Can you print every line of the material below, character for character, without changing anything?

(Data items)

· · · ·

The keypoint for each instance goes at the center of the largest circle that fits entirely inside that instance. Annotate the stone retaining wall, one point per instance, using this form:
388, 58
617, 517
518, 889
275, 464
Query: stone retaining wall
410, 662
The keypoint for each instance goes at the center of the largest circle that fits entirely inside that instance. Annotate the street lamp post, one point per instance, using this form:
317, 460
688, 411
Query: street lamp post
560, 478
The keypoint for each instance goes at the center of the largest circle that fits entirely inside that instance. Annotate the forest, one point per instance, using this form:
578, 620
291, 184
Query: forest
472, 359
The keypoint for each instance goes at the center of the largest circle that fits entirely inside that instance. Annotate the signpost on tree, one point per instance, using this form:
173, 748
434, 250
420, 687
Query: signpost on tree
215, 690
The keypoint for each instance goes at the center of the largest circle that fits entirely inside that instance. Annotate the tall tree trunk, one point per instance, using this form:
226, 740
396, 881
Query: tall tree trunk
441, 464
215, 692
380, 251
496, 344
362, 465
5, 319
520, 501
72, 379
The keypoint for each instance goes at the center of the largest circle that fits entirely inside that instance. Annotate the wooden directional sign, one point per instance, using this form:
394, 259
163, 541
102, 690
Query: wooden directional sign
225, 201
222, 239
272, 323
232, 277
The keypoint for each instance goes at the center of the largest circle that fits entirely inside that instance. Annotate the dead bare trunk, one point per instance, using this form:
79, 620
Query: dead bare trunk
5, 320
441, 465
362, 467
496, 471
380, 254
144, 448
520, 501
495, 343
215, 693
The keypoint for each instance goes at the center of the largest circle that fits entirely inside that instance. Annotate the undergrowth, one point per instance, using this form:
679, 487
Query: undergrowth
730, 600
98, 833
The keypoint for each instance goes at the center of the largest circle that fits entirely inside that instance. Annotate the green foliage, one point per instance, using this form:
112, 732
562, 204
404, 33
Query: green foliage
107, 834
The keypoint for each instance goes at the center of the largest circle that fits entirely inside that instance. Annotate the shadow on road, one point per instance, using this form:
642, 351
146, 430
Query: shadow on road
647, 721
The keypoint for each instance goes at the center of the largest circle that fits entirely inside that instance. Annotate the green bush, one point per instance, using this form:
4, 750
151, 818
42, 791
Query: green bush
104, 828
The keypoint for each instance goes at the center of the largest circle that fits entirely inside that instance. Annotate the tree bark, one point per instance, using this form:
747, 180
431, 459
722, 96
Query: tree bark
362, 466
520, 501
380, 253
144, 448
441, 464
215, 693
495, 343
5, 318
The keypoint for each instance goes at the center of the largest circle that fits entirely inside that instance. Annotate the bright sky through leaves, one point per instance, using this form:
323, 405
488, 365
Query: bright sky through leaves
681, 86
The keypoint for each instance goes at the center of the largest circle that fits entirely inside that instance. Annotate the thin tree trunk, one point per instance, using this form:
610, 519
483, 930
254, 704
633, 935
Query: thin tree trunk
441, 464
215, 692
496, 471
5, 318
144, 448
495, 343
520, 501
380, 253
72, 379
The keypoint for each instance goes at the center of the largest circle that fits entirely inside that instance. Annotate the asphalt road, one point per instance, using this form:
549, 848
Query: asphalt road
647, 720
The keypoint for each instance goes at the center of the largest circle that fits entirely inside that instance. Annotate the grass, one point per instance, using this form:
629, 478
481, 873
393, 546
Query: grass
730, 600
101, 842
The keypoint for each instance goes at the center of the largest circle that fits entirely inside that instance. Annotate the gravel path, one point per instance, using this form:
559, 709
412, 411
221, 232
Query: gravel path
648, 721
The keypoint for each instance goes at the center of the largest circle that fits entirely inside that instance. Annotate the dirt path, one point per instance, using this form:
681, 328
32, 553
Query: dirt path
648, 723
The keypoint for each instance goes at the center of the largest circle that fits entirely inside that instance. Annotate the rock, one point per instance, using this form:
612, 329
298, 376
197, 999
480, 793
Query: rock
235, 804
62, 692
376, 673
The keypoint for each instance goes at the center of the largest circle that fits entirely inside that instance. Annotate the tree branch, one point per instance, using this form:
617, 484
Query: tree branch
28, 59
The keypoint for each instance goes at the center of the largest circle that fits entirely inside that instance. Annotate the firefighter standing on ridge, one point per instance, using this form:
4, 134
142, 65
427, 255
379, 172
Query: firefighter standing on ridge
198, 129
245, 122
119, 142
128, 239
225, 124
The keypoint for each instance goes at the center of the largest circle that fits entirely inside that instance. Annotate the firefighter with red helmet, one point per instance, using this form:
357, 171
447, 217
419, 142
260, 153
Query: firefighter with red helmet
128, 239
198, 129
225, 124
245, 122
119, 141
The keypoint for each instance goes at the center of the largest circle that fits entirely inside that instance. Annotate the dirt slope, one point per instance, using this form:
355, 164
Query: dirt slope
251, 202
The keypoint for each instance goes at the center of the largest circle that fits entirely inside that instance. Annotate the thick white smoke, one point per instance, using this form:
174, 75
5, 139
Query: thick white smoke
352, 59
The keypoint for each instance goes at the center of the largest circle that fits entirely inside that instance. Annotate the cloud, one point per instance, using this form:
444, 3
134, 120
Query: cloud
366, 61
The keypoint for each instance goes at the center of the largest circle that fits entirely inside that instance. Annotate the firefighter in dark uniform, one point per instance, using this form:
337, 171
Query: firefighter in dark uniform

· · · ·

Task answer =>
The keypoint for each instance goes at the center of the largest circle that fits entirely inside that instance. Annotate the stone retaining wall, one point per instance, using this form:
388, 58
617, 517
518, 889
275, 464
Query: stone retaining wall
410, 662
The keypoint for each instance goes at the center of the largest circle that fits entirely inside that instance. Annotate the street lamp post, one point per instance, using this form:
317, 460
688, 411
Query: street lamp post
560, 478
The keypoint for each instance goes at the center of the largest circle that fits entirely inside that instance. Annotate the forest, one point per instance, using this form:
578, 620
291, 184
Query: forest
472, 359
The keypoint for each instance goes at the center of the largest circle that fits entirely inside that instance. Annotate the signpost on tree, one point per instance, using this form:
173, 748
434, 250
420, 687
Query: signpost on tree
215, 690
The keypoint for each instance goes at the center of the largest circle that fits entirely inside that instance. Annotate the tall tree trunk, one point per instance, using this form:
226, 740
396, 881
Query: tall tree trunk
441, 464
215, 692
380, 251
496, 344
362, 465
5, 319
520, 501
72, 379
The keypoint for each instance goes at the center of the largest circle that fits entirely inside that instance. Annotate the wooden directional sign, one point per instance, using this form:
394, 259
163, 541
102, 690
Query: wooden directional sign
225, 201
222, 239
272, 323
232, 277
The keypoint for each instance goes at the center of the largest circle that fits entirely inside that instance. Annotate the dead bare trunk, one point per instance, using this form:
79, 620
Query: dead bare trunk
5, 320
441, 465
362, 467
496, 471
380, 254
144, 448
520, 501
495, 343
215, 693
The keypoint for each instance goes at the center of the largest circle that fits entirely inside that instance. Annotate the undergrowth, one point per instance, using this form:
679, 487
Query: undergrowth
730, 600
98, 833
The keypoint for each instance goes at the center of the largest circle that fits entirely inside that instance. Annotate the green foliage, one point per instance, using this form:
112, 732
562, 204
404, 33
Query: green foliage
107, 834
The keypoint for each instance goes at the center of the largest circle that fits entirely inside that instance. Annotate the shadow on road, one point per instance, using this form:
642, 351
146, 430
Query: shadow on road
647, 721
The keypoint for each instance goes at the center of the largest circle that fits entirely inside that instance. Annotate the green bush, one point per instance, using this form:
4, 750
151, 818
42, 791
Query: green bush
104, 828
The keypoint for each instance goes at the center of the largest circle that fits entirely inside that instance. Annotate the tree bark, one point per instance, using this form:
747, 180
431, 459
722, 96
Query: tree bark
362, 466
520, 501
380, 253
144, 448
441, 464
215, 693
495, 343
5, 318
The keypoint for each instance goes at the center of the largest circle that fits entirely inside that instance. Annotate the bright sky through leaves, one point per instance, using this form:
323, 405
488, 365
Query: bright sky through leaves
681, 86
The keypoint for each instance goes at the center of the largest circle that fits entirely inside that instance. Annotate the thin tree trunk, one point per instance, using this form:
610, 519
483, 930
254, 704
633, 935
Query: thin tree trunk
441, 464
215, 692
496, 471
5, 318
144, 448
495, 343
520, 501
380, 253
72, 379
The keypoint for each instance goes at the center of the largest circle that fits entirely inside that instance. Annotate the asphalt road, one point per instance, using this form:
549, 848
Query: asphalt road
647, 720
The keypoint for each instance goes at the center of the largest circle that fits entirely inside that instance. Annotate the grass, one point per instance, using this form:
629, 478
481, 873
393, 546
Query: grass
730, 600
101, 842
The keypoint for each instance goes at the center of the largest circle that fits entirely inside that instance. Annotate the gravel path, one point per instance, using this form:
559, 709
412, 411
221, 232
Query: gravel path
648, 721
The keypoint for each instance goes at the center of the largest circle that fits entirely inside that instance. Annotate the dirt path, one point per instance, using this form:
681, 328
32, 553
Query: dirt path
648, 723
The keypoint for each instance goes at the center of the largest circle that fits entirely inside that instance. Annotate the rock, one point per instance, using this form:
612, 329
298, 376
197, 999
480, 793
Query: rock
235, 804
62, 692
376, 673
The keypoint for each instance goes at the center of the largest circle that fits entirely inside that instance. Annotate the tree branch, one point per instance, using this form:
617, 484
Query: tree branch
28, 59
The keypoint for each instance goes at the center of the largest circle that fits entirely inside that instance. Annotate the firefighter standing on ridge, one point per instance, using this form:
4, 134
142, 65
427, 255
379, 172
Query: firefighter standing on ridge
198, 129
245, 122
119, 142
128, 239
225, 124
The keypoint for each instance goes at the center of the largest circle that fits entirely inside that instance. Annotate the firefighter with red helmet, one point per instance, using this form:
357, 171
447, 217
419, 142
260, 153
Query: firefighter with red helmet
128, 239
198, 129
225, 124
245, 122
119, 141
The keypoint for each instance goes at the center of the largest circle that fits entirely inside that instance. Annotate the dirt slope, one point per instance, using this form:
355, 164
Query: dirt slope
251, 202
The keypoint for each instance goes at the center of the largest circle that fits entirely inside that instance. Annotate the thick white smoke, one point per instance, using this form:
174, 75
5, 139
Query: thick white smoke
352, 59
The keypoint for each instance goes at the center of the largest circle that fits entirely inside that instance. Annotate the cloud, one point per instance, using this form:
444, 3
134, 120
Query: cloud
366, 61
The keypoint for each instance goes at the center of the largest circle that fits entirely inside that instance. Annotate the firefighter in dark uniform, one point per instance, using this form:
337, 171
Query: firefighter in dark uniform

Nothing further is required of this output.